==== Selection
# best plants for sulcatas



## abbs (Jul 16, 2010)

What are the three/four BEST plants for sulcata's to eat?


----------



## spikethebest (Jul 16, 2010)

grasses
weeds
mustard greens
endive

just my opinion


----------



## abbs (Jul 17, 2010)

I might not have been 100% clear.. but i ment like... flowers. Exp. Hibicious....


----------



## Tom (Jul 17, 2010)

abbs, your question is not an easy one to answer. What do you mean by best? Easiest to find and grow? Highest level of nutrition? Most closely simulating a wild diet? Are you asking for babies or adults, because I'd answer differently for each?

The list of suitable sulcata foods is very long and each item on the list has its merits. I don't mean to be a pain in the rear, but its difficult to give just a quick, easy answer in this case.

Grass should be a large component of a sulcatas diet, but this is more for adults and juveniles. Succulents, like Opuntia cactus, ice plant or elephant ear, are very good nutritionally and easy to grow. Grape, rose, hibiscus and mulberry leaves are also commonly used as food for them, but I don't know if any of these would be considered a top 3 or 4 "best" food for them. Weeds like dandelion, sow thistle, mallow, plantain and filaree are all very good for them too, and would certainly have a place on my "best" list. Its not too hard to grow some of the grocery store plants either. Any of the lettuces, endive, escarole, bok choy, collard greens, mustard greens, cilantro, parsley, carrot tops, etc...

Many would argue that Mazuri should have a place on a top 4 best sulcata foods list, but I realize you were asking about plants to grow.

Hope this helps. I've listed a whole bunch of choices above. You can pick YOUR favorite four.


----------



## abbs (Jul 17, 2010)

Thanks for your help(=

HOw much does the Mazuri typically cost and where can i get it at? Do any pet stores supply it by any chance?


----------



## Tom (Jul 17, 2010)

Sorry, I don't know where in the country you are. I buy it at my local feed store. If there is a horse supply place near you they can order it for you.

Cory (Spikethebest) can ship it to you anywhere in several quantities. You can start with a small bag to try it out and order more if you like it.


----------
========
==== Extracted entries
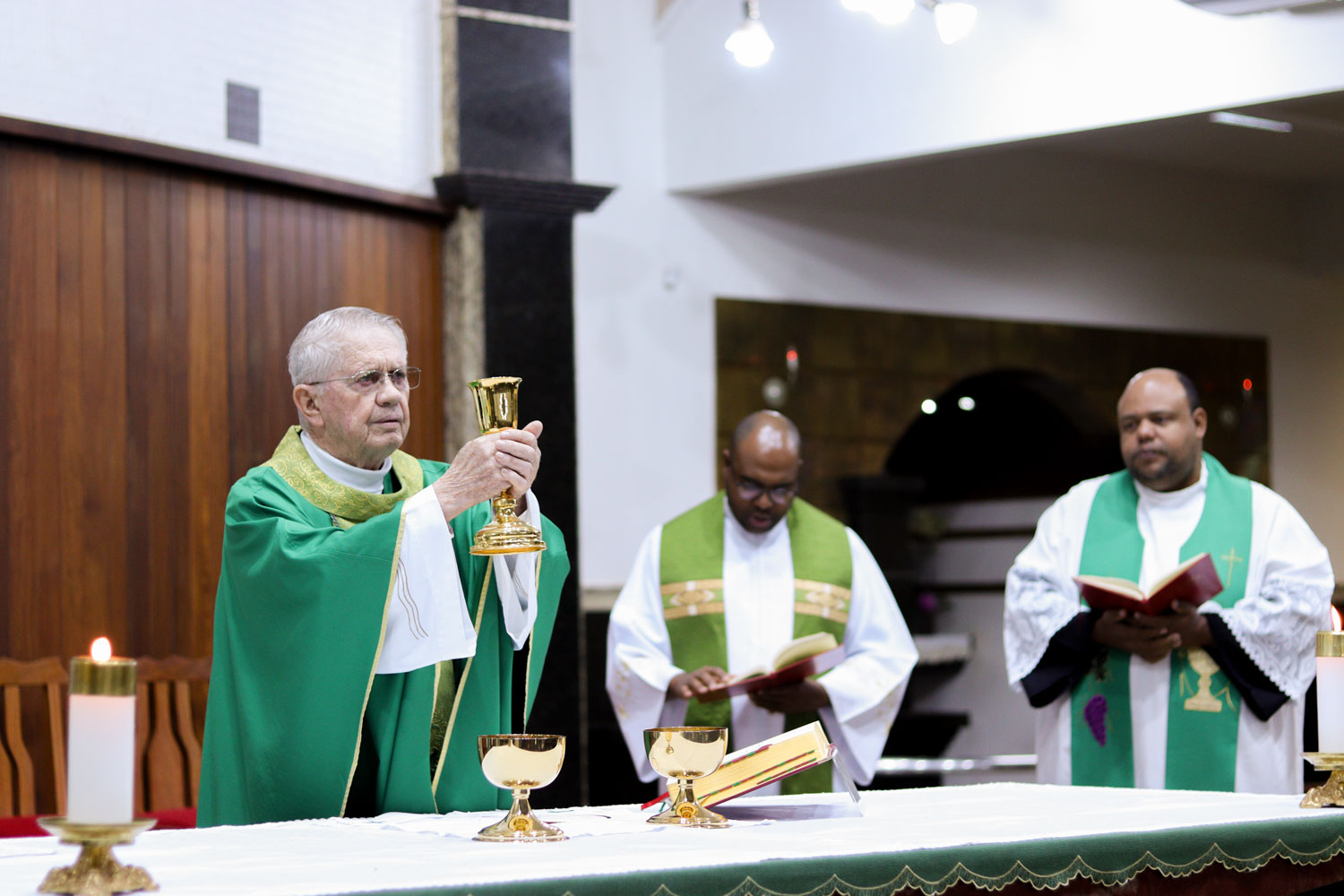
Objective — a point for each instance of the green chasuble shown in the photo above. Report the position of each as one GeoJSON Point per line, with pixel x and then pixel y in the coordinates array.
{"type": "Point", "coordinates": [691, 575]}
{"type": "Point", "coordinates": [297, 721]}
{"type": "Point", "coordinates": [1203, 707]}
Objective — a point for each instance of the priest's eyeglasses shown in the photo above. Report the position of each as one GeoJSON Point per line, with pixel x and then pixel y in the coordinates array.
{"type": "Point", "coordinates": [403, 378]}
{"type": "Point", "coordinates": [750, 489]}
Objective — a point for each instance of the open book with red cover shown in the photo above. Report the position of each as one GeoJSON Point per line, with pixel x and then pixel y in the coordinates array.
{"type": "Point", "coordinates": [763, 763]}
{"type": "Point", "coordinates": [1193, 581]}
{"type": "Point", "coordinates": [797, 659]}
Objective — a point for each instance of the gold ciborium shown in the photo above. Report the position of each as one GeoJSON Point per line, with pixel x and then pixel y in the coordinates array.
{"type": "Point", "coordinates": [521, 763]}
{"type": "Point", "coordinates": [682, 755]}
{"type": "Point", "coordinates": [496, 410]}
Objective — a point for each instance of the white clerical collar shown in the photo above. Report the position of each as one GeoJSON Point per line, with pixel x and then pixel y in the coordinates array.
{"type": "Point", "coordinates": [1179, 495]}
{"type": "Point", "coordinates": [355, 477]}
{"type": "Point", "coordinates": [752, 538]}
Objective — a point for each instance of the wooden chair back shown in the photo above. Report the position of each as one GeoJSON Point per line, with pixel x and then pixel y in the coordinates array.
{"type": "Point", "coordinates": [166, 732]}
{"type": "Point", "coordinates": [167, 745]}
{"type": "Point", "coordinates": [18, 783]}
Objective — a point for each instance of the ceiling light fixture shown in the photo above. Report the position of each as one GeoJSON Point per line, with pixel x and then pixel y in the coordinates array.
{"type": "Point", "coordinates": [953, 21]}
{"type": "Point", "coordinates": [1238, 120]}
{"type": "Point", "coordinates": [750, 45]}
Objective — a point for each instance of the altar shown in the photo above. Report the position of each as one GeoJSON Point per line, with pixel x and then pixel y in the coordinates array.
{"type": "Point", "coordinates": [914, 841]}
========
» **What to work on**:
• 1. In the thread about plants for sulcatas, where does Tom say he buys Mazuri?
• 2. From the thread about plants for sulcatas, write out the part that opens with the words containing "Sorry, I don't" and closes with "you like it.".

» **In response**:
• 1. He buys it at his local feed store.

• 2.
Sorry, I don't know where in the country you are. I buy it at my local feed store. If there is a horse supply place near you they can order it for you.

Cory (Spikethebest) can ship it to you anywhere in several quantities. You can start with a small bag to try it out and order more if you like it.